[Opening Supplied records section]

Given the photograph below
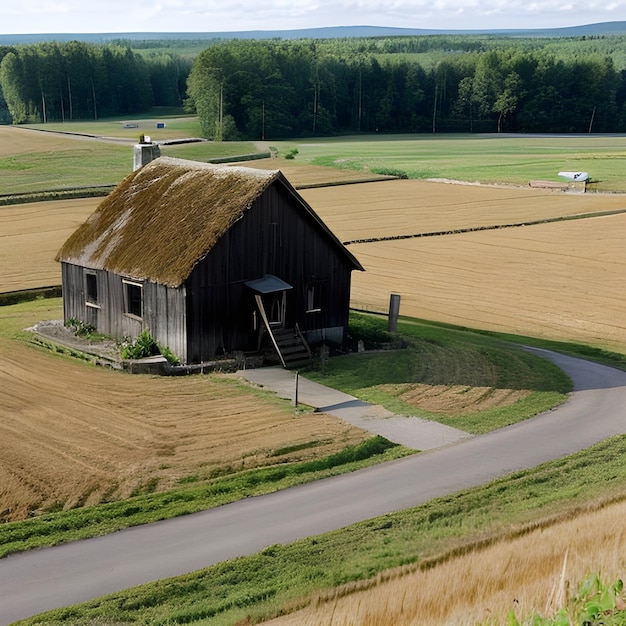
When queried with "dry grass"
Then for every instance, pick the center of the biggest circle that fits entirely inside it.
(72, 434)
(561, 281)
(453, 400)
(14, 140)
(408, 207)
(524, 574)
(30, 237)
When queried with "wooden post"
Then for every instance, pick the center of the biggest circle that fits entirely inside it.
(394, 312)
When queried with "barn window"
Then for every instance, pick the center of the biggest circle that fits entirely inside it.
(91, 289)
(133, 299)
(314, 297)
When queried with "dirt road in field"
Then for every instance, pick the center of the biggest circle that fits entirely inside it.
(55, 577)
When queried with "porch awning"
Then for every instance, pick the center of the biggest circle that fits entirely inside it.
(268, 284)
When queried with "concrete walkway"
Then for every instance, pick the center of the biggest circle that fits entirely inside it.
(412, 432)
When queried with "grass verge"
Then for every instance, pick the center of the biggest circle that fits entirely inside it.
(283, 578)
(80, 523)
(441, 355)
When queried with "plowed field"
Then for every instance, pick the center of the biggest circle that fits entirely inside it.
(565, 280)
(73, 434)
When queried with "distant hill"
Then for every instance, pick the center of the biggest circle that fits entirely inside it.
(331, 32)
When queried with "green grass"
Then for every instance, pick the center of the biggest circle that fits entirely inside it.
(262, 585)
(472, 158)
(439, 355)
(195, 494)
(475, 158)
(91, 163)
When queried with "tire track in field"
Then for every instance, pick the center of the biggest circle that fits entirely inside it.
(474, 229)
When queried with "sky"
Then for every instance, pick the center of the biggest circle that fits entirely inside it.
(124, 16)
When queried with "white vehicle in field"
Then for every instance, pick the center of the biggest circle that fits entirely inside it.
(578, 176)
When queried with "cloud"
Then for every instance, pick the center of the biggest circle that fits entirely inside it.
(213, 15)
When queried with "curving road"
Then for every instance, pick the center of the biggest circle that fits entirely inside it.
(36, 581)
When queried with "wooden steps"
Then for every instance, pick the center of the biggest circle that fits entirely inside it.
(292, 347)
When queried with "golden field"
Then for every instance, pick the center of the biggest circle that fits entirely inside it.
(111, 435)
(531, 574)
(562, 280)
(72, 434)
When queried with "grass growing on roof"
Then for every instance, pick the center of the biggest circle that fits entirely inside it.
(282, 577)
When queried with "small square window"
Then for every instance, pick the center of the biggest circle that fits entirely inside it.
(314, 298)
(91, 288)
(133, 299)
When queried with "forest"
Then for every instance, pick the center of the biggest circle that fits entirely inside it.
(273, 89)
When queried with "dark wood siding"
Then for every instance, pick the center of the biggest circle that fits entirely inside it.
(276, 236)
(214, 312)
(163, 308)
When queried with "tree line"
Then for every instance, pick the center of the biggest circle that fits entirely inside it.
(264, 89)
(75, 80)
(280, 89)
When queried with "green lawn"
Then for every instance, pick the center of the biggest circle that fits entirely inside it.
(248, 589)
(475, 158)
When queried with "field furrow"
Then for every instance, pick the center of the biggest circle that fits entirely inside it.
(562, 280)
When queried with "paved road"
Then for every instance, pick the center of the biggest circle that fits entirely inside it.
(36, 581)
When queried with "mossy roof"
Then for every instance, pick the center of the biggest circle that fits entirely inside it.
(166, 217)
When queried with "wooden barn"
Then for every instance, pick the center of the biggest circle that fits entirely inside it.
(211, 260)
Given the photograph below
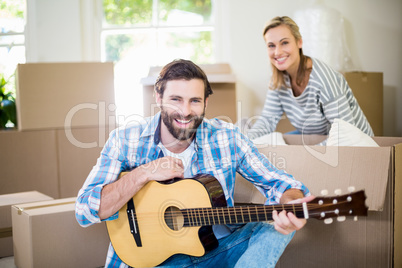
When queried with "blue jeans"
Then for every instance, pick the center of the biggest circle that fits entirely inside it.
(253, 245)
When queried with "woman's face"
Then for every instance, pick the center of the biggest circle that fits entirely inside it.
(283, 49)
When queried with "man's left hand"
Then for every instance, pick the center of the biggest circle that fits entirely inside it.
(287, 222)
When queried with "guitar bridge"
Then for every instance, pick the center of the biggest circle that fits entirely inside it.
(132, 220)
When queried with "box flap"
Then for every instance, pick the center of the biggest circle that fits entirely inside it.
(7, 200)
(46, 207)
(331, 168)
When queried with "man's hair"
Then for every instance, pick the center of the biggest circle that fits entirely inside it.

[Closing Supplied records section]
[Opening Supplied records section]

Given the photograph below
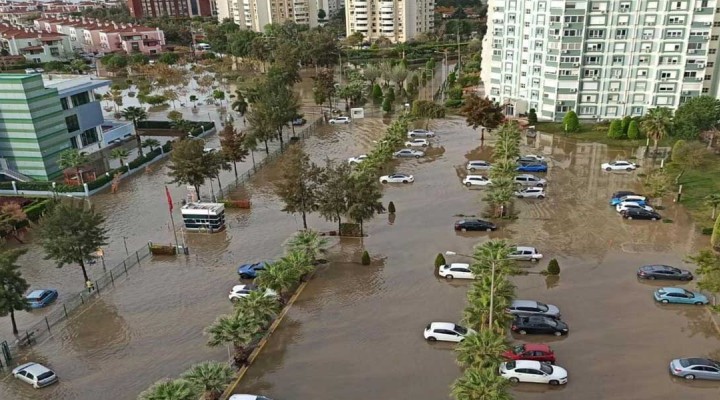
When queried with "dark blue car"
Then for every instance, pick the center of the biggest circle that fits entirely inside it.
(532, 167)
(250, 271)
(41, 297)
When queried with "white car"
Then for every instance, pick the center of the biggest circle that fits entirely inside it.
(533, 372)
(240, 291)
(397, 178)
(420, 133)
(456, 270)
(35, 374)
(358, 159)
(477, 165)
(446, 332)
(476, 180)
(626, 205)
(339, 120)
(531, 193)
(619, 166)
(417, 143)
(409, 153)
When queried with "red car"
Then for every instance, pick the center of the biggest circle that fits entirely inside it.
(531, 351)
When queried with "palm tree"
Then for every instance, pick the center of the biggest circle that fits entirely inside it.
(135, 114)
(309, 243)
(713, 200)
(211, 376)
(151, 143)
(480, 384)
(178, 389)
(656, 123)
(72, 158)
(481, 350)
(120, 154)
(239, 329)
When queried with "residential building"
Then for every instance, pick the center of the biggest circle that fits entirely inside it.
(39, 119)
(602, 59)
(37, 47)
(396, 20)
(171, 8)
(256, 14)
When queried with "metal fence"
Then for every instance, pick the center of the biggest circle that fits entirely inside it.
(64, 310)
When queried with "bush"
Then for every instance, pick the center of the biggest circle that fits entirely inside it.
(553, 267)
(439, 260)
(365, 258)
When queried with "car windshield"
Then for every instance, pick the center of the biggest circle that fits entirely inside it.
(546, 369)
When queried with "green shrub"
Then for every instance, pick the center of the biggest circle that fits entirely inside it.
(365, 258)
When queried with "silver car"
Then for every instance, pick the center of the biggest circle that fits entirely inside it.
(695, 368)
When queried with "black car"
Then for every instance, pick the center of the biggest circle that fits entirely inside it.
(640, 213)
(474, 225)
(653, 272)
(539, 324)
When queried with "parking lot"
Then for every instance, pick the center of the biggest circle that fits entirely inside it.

[Closing Supplied records section]

» **About this task**: Where the word "barn" occurs in a line of the records, copy that line.

» **Output for this task**:
When queried with "barn window"
When queried with "wooden barn"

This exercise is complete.